Requirements: Copy the material below line for line, changing nothing.

Data for this task:
☆ ☆ ☆ ☆
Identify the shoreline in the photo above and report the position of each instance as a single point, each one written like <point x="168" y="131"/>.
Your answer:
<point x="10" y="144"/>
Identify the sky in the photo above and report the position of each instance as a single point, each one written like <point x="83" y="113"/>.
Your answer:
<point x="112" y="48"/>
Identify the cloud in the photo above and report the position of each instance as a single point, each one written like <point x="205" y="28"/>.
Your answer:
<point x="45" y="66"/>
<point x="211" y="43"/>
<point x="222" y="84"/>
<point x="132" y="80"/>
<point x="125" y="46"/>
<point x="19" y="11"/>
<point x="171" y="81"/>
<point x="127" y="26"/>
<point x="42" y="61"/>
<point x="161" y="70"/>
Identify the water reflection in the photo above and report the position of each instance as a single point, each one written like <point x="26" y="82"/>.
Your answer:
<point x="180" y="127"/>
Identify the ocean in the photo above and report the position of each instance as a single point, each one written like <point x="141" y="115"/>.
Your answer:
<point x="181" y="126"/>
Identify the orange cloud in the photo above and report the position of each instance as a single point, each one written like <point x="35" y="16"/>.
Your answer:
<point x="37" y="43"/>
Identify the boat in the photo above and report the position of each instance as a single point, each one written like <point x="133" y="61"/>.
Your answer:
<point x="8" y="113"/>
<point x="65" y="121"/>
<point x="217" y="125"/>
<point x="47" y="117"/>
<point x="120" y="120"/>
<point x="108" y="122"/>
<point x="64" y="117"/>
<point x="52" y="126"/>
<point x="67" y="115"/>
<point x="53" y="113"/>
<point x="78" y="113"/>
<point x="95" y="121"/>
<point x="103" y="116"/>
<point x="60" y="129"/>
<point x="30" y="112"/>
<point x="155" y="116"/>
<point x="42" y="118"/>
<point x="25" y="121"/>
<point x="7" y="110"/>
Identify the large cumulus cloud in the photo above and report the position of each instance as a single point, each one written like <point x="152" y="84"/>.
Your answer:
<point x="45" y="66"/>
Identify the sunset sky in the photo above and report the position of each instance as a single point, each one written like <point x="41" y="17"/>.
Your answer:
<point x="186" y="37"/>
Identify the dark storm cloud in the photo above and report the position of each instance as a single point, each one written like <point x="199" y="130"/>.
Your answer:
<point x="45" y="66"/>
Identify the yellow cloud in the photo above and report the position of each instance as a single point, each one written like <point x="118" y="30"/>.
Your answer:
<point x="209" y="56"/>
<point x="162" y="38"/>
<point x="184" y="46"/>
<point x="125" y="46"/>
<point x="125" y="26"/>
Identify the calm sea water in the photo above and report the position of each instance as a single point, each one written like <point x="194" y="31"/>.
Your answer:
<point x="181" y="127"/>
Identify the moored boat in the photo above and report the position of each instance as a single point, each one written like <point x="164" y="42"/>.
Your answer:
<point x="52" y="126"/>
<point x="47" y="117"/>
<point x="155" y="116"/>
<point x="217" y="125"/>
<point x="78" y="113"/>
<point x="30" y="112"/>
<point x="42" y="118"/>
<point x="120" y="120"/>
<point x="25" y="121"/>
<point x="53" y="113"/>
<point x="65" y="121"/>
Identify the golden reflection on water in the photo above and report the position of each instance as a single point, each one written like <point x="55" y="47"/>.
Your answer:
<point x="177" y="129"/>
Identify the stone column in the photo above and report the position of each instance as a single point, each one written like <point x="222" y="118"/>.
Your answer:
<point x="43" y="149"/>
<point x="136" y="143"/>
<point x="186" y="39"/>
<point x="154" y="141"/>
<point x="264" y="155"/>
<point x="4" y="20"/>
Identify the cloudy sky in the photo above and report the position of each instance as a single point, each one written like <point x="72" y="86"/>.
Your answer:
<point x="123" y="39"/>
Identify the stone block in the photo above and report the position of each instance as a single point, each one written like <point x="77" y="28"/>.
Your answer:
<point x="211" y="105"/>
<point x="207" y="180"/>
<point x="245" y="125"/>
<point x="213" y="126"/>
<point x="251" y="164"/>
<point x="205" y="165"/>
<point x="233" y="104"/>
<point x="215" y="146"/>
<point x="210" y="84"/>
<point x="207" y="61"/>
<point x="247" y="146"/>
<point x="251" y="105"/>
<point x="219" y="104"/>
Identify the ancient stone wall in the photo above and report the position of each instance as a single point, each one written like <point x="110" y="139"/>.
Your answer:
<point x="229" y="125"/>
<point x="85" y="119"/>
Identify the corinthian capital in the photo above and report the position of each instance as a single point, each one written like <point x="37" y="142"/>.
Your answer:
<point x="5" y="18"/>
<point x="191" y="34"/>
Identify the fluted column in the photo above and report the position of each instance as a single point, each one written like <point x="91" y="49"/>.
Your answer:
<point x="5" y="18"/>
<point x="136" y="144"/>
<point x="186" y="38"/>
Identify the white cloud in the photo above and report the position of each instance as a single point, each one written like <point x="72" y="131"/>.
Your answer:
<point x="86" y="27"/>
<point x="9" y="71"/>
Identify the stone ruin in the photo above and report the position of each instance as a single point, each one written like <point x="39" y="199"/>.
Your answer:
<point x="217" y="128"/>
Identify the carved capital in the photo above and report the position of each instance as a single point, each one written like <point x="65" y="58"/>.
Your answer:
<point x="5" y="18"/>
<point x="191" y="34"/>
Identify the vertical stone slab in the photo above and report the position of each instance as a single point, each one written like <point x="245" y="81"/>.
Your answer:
☆ ☆ ☆ ☆
Solution to this exercise:
Identify the shoreline in the photo above and report the position of each instance as a single point, each one written like <point x="168" y="131"/>.
Your answer:
<point x="10" y="144"/>
Identify the sky in the photo above and report the position of each instance as a single point, each one written like <point x="83" y="113"/>.
Your answer:
<point x="112" y="48"/>
Identify the cloud in the photo above and report the position of each instance as a single point, each one written like <point x="205" y="28"/>.
Your answer:
<point x="45" y="66"/>
<point x="211" y="43"/>
<point x="222" y="84"/>
<point x="132" y="80"/>
<point x="125" y="46"/>
<point x="19" y="11"/>
<point x="171" y="81"/>
<point x="127" y="26"/>
<point x="42" y="61"/>
<point x="161" y="70"/>
Identify the water reflection in the photo above and report the position of each instance as a single point, each one written like <point x="26" y="82"/>.
Your answer:
<point x="180" y="127"/>
Identify the ocean in the photo above and report the position of each instance as a single point, each one written like <point x="141" y="115"/>.
Your answer:
<point x="181" y="126"/>
Identify the orange cloud in the photo above and report the position of each instance as a single point, each one written like <point x="35" y="16"/>.
Your answer:
<point x="37" y="43"/>
Identify the boat in the photo above and report the position of each instance as a single point, each one written like <point x="133" y="61"/>.
Your answer:
<point x="8" y="113"/>
<point x="65" y="121"/>
<point x="217" y="125"/>
<point x="47" y="117"/>
<point x="120" y="120"/>
<point x="108" y="122"/>
<point x="64" y="117"/>
<point x="52" y="126"/>
<point x="67" y="115"/>
<point x="53" y="113"/>
<point x="78" y="113"/>
<point x="95" y="121"/>
<point x="103" y="116"/>
<point x="60" y="129"/>
<point x="30" y="112"/>
<point x="155" y="116"/>
<point x="42" y="118"/>
<point x="25" y="121"/>
<point x="7" y="110"/>
Identify the large cumulus cloud in the photo above and report the position of each instance as a single point, each one written like <point x="152" y="84"/>.
Your answer:
<point x="45" y="66"/>
Identify the sunset sky in the photo above and report the position of each instance as a single point, each one written like <point x="41" y="17"/>.
Your answer:
<point x="186" y="37"/>
Identify the dark storm cloud in the photo above and report the position of each instance as a single point, each one written like <point x="199" y="130"/>.
Your answer:
<point x="45" y="66"/>
Identify the yellow cloud in the photo above and report the position of each instance as a single point, each one written like <point x="118" y="30"/>.
Your answer:
<point x="209" y="56"/>
<point x="162" y="38"/>
<point x="184" y="46"/>
<point x="125" y="46"/>
<point x="125" y="26"/>
Identify the calm sea water in the photo above and report the position of each instance as a single point, each one written like <point x="194" y="31"/>.
Your answer:
<point x="181" y="127"/>
Identify the moored boat in the photo above and report the position of each instance as a single point, each one written like <point x="164" y="42"/>.
Your answer:
<point x="52" y="126"/>
<point x="47" y="117"/>
<point x="155" y="116"/>
<point x="217" y="125"/>
<point x="78" y="113"/>
<point x="30" y="112"/>
<point x="42" y="118"/>
<point x="120" y="120"/>
<point x="25" y="121"/>
<point x="53" y="113"/>
<point x="65" y="121"/>
Identify the golden reflection on water in the photo above and report the position of each instance as a single point, each one written like <point x="55" y="47"/>.
Your answer:
<point x="177" y="129"/>
Identify the stone column in the photo above and report the position of each instance as a single point, each one written like <point x="222" y="118"/>.
Your answer:
<point x="43" y="149"/>
<point x="136" y="143"/>
<point x="186" y="39"/>
<point x="154" y="141"/>
<point x="264" y="155"/>
<point x="4" y="20"/>
Identify the cloudy sky in the photo above and report the position of each instance as a single point, each one written like <point x="72" y="86"/>.
Your answer:
<point x="123" y="39"/>
Identify the stone block in the photo above and report the position of each instance as a single point, each one written like <point x="77" y="28"/>.
Your answer:
<point x="211" y="105"/>
<point x="207" y="180"/>
<point x="245" y="125"/>
<point x="213" y="126"/>
<point x="251" y="164"/>
<point x="205" y="165"/>
<point x="233" y="104"/>
<point x="215" y="146"/>
<point x="210" y="84"/>
<point x="207" y="61"/>
<point x="247" y="146"/>
<point x="251" y="105"/>
<point x="219" y="104"/>
Identify the ancient stone wall in the photo above and report the position of each instance as a single point, each one written like <point x="110" y="139"/>.
Your answer:
<point x="229" y="125"/>
<point x="85" y="119"/>
Identify the corinthian capital in the photo above and report the position of each instance as a single point, each one written like <point x="37" y="142"/>.
Your answer:
<point x="5" y="18"/>
<point x="191" y="34"/>
Identify the fluted column in the photo above and report the position of each instance as a single point, each one written like <point x="91" y="49"/>.
Your answer:
<point x="5" y="18"/>
<point x="136" y="144"/>
<point x="186" y="38"/>
Identify the white cloud in the photo above and report the position of each instance as a single point, each one written like <point x="72" y="131"/>.
Your answer:
<point x="86" y="27"/>
<point x="9" y="71"/>
Identify the stone ruin in the photo above and report the position of each instance as a single point, each one written like <point x="39" y="199"/>.
Your answer:
<point x="217" y="128"/>
Identify the carved capital in the photo above and report the position of each instance as a single point, each one written like <point x="65" y="58"/>.
Your answer:
<point x="5" y="18"/>
<point x="191" y="34"/>
Identify the vertical stone slab in the photo above and report the position of each instance as a single point, each one written like <point x="245" y="81"/>.
Your answer:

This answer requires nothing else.